## Start Source
# Glue



## rusty baker (Feb 13, 2009)

I have an 89 Buick Riviera. The outside cooling fan bracket is broke. They aren't available new and can't find one in a salvage yard. They are a black plastic, Anyone know a glue that I can fasten it back together with that will hold. Car runs great and gets 33 mpg. Besides it's the wife's car. And you know what they say "if mama ain't happy, nobody's happy"


----------



## ARI001 (Jun 26, 2009)

www.car-stuff.com should have what you need.


----------



## rusty baker (Feb 13, 2009)

Thanks, they don't have that part but I may be able to find some other stuff there.


----------



## Thurman (Feb 9, 2009)

The material you are referring to is actually "fiber filled resin". This only means that the material (plastic/resin) has small bits of fiberglass added to it for strength. The term "Plastic" is often used for a lot of materials, such as "Coke" is used to describe soft drinks. In my experience, you will need to find a good two part epoxy material for this repair. Read the information with the epoxy to find one that is compatible with "plastics". Clean the area to be repaired with something like MEK (Methyl-Ethyl Ketone) which can be found at most big box or paint stores, even laquer thinner will work, but not as good. This material has a strong odor, so use it outdoors or in a well ventilated area, and it dries quick. After it is cleaned good, align the parts as well as possible. Mix up your epoxy on something like a piece of cardboard, mixing well. Place the epoxy on both sides of the break, and at least 3/4" above and below the break. You are actually building a "cast" around the break which will remain there forever. Allow this to dry for at least 24 hours and I'll bet it will last the remaining life of the car. Good Luck, David


----------



## rusty baker (Feb 13, 2009)

Thanks, I'll try that.


----------



## DangerMouse (Jul 17, 2008)

if it were me, i'd cut pieces of sheet metal to cover both sides of the broken areas before gluing. pre-drill holes and then nut and bolt it to the break after applying glue for added strength.

just my 2¢

DM


----------



## rusty baker (Feb 13, 2009)

Thought about that, but the way it's shaped that's pretty much impossible. I may have found one 1000 miles from here in a salvage yard. Trying to get it shipped.


----------



## DangerMouse (Jul 17, 2008)

is that all? 1,000 miles? just hop on yer 10 speed bicycle and go pick it up! lol

DM


----------



## DIYtestdummy (Jan 16, 2008)

Cash 4 Clunkers eating up more of the used and hard-to-find parts market...


----------



## crecore (Nov 2, 2005)

I have drilled holes and used nylon tie wraps as well. Holds an epoxy in place to cure and adds strength; just leave them there.


----------



## Thurman (Feb 9, 2009)

One local salvage yard here is buying all of the "clunkers" being traded in that he can get from local dealers. From what he has told me, and from what two new car dealers here have told me: as long as the paper work has been done to _indicate _that one cylinder of the engine has been injected with this magical chemical (which by the way is liquid glass, which is derived from egg whites, and has been used for years to stop radiator leaks) then the vehicle may be sold at salvage. The local salvage dealer states that he has gotten some nice late model vehicles which will contain many really good spare parts once they are removed, cataloged, and stored. Thanks, David


----------



## rusty baker (Feb 13, 2009)

Finally found the parts and fixed it. But it wasn't cheap.


----------



## VickMachine (Aug 27, 2009)

You were smart to spend the money anyway?! :thumbsup:
Any Glue or Quick fix would most likely have had a bad effect on the blade balance (If it even held!?) Also would have caused vibration

:thumbup:


----------



## rusty baker (Feb 13, 2009)

Go to http://car-part.com/ to find parts in salvage yards. Great site.


----------
## End Source
## Start Data entries
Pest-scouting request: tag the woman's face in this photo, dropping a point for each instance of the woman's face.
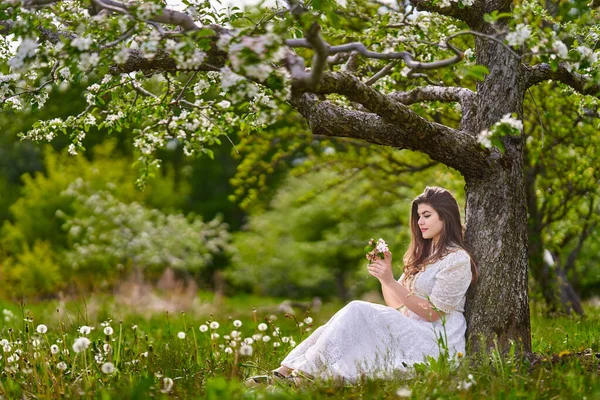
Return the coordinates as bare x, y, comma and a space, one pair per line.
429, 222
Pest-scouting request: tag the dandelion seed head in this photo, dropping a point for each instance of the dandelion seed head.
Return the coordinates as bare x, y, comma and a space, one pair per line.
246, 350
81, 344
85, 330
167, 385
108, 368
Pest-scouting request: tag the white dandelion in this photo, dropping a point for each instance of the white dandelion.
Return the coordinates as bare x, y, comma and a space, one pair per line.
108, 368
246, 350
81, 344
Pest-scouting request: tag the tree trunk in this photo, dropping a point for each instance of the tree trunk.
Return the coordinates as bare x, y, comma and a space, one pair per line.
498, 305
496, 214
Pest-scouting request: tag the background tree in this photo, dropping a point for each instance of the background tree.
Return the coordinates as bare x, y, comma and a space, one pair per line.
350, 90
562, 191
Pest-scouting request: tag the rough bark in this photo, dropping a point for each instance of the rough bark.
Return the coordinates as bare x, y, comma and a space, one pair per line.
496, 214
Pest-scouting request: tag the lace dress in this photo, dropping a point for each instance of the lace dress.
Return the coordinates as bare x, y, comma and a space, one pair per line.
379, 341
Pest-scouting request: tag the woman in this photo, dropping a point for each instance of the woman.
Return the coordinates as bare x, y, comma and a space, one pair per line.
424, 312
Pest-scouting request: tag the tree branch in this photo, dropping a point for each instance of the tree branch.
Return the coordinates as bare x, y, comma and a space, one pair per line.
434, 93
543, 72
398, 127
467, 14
## End Data entries
### Written task 1
Please give again the passage of the fan bracket thread above, from "## crecore (Nov" up to and including "leave them there.".
### Written task 2
Decide whether each statement agrees with the fan bracket thread, answering yes or no and quoting the words that settle it. (a) The Riviera gets 33 mpg. (b) Lacquer thinner is described as cleaning the break as well as MEK. (c) The epoxy should be left to dry for at least 12 hours.
### Written task 3
In the fan bracket thread, how far above and below the break should the epoxy be placed?

### Written solution 1
## crecore (Nov 2, 2005)

I have drilled holes and used nylon tie wraps as well. Holds an epoxy in place to cure and adds strength; just leave them there.

### Written solution 2
(a) Yes: "Car runs great and gets 33 mpg."
(b) No: "even laquer thinner will work, but not as good."
(c) No: "Allow this to dry for at least 24 hours"

### Written solution 3
At least 3/4" above and below the break.